▶ _Brief_
Count the lines in the material below that contain the word "coordinates", and give only that number.

### Provided data

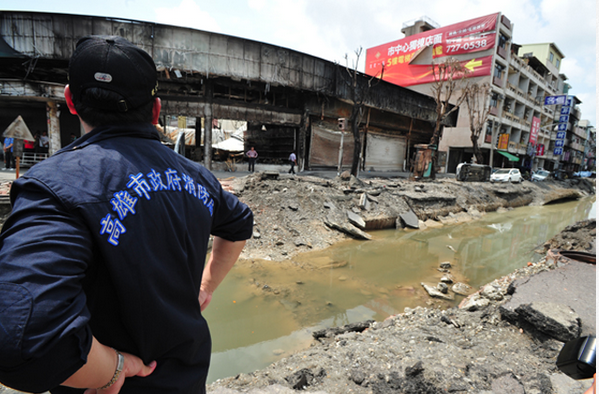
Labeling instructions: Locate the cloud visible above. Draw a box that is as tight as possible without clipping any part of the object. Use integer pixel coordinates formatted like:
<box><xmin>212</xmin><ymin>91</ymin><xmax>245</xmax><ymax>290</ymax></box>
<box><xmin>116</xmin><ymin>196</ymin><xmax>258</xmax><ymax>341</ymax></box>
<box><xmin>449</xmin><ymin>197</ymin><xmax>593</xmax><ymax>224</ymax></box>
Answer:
<box><xmin>248</xmin><ymin>0</ymin><xmax>266</xmax><ymax>11</ymax></box>
<box><xmin>155</xmin><ymin>0</ymin><xmax>222</xmax><ymax>33</ymax></box>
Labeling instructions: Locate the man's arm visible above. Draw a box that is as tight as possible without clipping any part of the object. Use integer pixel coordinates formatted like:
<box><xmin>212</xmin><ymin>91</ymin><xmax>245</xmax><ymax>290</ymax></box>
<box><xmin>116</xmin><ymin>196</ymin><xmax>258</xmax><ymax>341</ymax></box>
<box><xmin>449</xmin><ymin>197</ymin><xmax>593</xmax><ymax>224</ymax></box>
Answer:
<box><xmin>199</xmin><ymin>236</ymin><xmax>246</xmax><ymax>311</ymax></box>
<box><xmin>62</xmin><ymin>338</ymin><xmax>156</xmax><ymax>394</ymax></box>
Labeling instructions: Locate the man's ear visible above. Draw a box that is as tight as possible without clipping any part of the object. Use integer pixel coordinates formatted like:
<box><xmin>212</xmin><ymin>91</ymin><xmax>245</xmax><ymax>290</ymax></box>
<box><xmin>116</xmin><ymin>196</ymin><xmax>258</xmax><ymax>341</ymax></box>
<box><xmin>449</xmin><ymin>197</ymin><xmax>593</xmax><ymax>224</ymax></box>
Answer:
<box><xmin>64</xmin><ymin>85</ymin><xmax>77</xmax><ymax>115</ymax></box>
<box><xmin>152</xmin><ymin>97</ymin><xmax>162</xmax><ymax>124</ymax></box>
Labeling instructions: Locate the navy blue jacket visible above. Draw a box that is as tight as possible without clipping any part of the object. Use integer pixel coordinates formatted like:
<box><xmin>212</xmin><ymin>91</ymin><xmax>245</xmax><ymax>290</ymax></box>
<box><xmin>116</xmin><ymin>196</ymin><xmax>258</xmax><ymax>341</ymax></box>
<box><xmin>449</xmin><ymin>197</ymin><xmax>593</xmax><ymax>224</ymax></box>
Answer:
<box><xmin>0</xmin><ymin>124</ymin><xmax>253</xmax><ymax>393</ymax></box>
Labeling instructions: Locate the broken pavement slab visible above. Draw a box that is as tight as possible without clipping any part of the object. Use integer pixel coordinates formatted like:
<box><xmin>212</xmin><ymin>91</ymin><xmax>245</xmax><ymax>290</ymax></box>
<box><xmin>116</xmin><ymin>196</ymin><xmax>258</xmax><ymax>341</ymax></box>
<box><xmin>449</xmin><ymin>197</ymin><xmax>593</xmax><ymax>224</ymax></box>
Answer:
<box><xmin>347</xmin><ymin>211</ymin><xmax>366</xmax><ymax>230</ymax></box>
<box><xmin>399</xmin><ymin>210</ymin><xmax>420</xmax><ymax>228</ymax></box>
<box><xmin>500</xmin><ymin>260</ymin><xmax>597</xmax><ymax>336</ymax></box>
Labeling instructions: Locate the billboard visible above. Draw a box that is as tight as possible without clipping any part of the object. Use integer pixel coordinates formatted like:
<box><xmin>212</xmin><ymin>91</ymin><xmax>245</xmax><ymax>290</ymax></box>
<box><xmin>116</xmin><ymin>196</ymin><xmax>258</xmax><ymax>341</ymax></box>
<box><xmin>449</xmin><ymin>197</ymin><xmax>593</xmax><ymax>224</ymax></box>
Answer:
<box><xmin>365</xmin><ymin>13</ymin><xmax>499</xmax><ymax>86</ymax></box>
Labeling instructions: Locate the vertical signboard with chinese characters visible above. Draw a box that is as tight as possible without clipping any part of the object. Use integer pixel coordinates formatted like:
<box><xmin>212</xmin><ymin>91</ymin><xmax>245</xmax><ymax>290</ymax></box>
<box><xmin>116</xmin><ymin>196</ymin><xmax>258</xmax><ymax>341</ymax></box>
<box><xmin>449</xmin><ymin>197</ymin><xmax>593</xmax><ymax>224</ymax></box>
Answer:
<box><xmin>365</xmin><ymin>13</ymin><xmax>499</xmax><ymax>86</ymax></box>
<box><xmin>497</xmin><ymin>134</ymin><xmax>510</xmax><ymax>150</ymax></box>
<box><xmin>553</xmin><ymin>96</ymin><xmax>574</xmax><ymax>156</ymax></box>
<box><xmin>528</xmin><ymin>116</ymin><xmax>541</xmax><ymax>145</ymax></box>
<box><xmin>545</xmin><ymin>95</ymin><xmax>574</xmax><ymax>156</ymax></box>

######

▶ _Exercise output_
7